> **AUFGABENSTELLUNG**
Kopiere sämtliche folgenden Datensätze vollständig und zeichengenau, ohne eine Zeile zu ändern.

> **VORLIEGENDE DATEN**
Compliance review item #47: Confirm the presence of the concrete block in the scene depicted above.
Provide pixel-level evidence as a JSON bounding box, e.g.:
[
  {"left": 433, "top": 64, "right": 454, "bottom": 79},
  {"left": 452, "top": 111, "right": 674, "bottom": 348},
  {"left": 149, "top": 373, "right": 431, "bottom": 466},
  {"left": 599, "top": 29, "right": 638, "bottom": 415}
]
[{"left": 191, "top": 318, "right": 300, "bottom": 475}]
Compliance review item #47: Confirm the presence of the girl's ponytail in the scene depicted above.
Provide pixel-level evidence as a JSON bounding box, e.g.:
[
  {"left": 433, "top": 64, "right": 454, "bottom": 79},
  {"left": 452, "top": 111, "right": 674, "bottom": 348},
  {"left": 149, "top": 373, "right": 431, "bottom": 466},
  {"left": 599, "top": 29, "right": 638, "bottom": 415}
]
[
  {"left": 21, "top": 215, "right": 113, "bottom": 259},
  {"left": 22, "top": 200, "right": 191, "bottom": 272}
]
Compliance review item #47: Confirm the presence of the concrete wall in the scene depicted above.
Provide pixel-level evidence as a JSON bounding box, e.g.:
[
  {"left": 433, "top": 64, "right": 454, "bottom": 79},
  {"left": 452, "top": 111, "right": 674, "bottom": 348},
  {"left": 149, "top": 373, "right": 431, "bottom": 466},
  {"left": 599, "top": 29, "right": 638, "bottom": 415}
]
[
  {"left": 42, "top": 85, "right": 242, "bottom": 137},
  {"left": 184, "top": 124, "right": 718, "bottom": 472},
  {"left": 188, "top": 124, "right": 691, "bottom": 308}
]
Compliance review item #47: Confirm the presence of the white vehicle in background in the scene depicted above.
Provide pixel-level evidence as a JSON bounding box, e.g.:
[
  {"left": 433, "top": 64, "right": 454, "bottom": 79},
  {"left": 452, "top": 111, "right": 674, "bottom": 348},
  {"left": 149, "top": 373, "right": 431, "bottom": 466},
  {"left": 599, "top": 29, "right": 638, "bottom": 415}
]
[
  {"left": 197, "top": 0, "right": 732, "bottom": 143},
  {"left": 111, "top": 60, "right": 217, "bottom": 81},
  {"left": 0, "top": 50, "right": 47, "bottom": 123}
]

> **LÖSUNG**
Compliance review item #47: Confirm the presence of the concrete block in the scene depicted above.
Provide pixel-level evidence as a JSON bounding box, e.g.:
[
  {"left": 433, "top": 64, "right": 454, "bottom": 79},
  {"left": 452, "top": 111, "right": 674, "bottom": 348},
  {"left": 149, "top": 373, "right": 431, "bottom": 466},
  {"left": 599, "top": 29, "right": 638, "bottom": 415}
]
[{"left": 191, "top": 318, "right": 300, "bottom": 475}]
Compliance review item #47: Confirm the presence of the girl's ponytail in the scene depicted above.
Provide pixel-level evidence as a JSON bounding box, e.g.:
[
  {"left": 433, "top": 64, "right": 454, "bottom": 79},
  {"left": 452, "top": 111, "right": 674, "bottom": 348},
  {"left": 149, "top": 373, "right": 431, "bottom": 466},
  {"left": 599, "top": 29, "right": 638, "bottom": 415}
]
[
  {"left": 21, "top": 215, "right": 113, "bottom": 259},
  {"left": 22, "top": 200, "right": 191, "bottom": 272}
]
Compliance review item #47: Confirm the presence of the concrete wall in the scene depicted above.
Provide pixel-level evidence as a JSON bounding box, e.g.:
[
  {"left": 433, "top": 64, "right": 454, "bottom": 79},
  {"left": 452, "top": 111, "right": 674, "bottom": 348},
  {"left": 149, "top": 373, "right": 431, "bottom": 466},
  {"left": 599, "top": 29, "right": 638, "bottom": 415}
]
[
  {"left": 42, "top": 85, "right": 242, "bottom": 137},
  {"left": 184, "top": 124, "right": 718, "bottom": 472},
  {"left": 188, "top": 124, "right": 691, "bottom": 308}
]
Compliance review item #47: Confirm the presence of the white vehicle in background in the scene depicted above.
Provide pixel-level evidence as a JSON bounding box, e.g.:
[
  {"left": 433, "top": 64, "right": 454, "bottom": 79},
  {"left": 452, "top": 111, "right": 674, "bottom": 348},
  {"left": 149, "top": 373, "right": 431, "bottom": 466},
  {"left": 599, "top": 29, "right": 638, "bottom": 415}
]
[
  {"left": 197, "top": 0, "right": 732, "bottom": 143},
  {"left": 111, "top": 60, "right": 217, "bottom": 81},
  {"left": 0, "top": 50, "right": 47, "bottom": 123}
]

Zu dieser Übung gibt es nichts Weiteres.